#### DIRECTIONS:
Copy out the data that follows exactly, leaving out no line.

#### AVAILABLE DATA:

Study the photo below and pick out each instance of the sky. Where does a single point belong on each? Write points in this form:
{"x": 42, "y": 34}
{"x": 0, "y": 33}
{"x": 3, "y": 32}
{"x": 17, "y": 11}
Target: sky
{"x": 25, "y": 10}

#### WRITTEN SOLUTION:
Study the photo below and pick out each instance of the sky. Where does a single point belong on each? Write points in this form:
{"x": 42, "y": 34}
{"x": 0, "y": 33}
{"x": 3, "y": 32}
{"x": 17, "y": 11}
Target: sky
{"x": 25, "y": 10}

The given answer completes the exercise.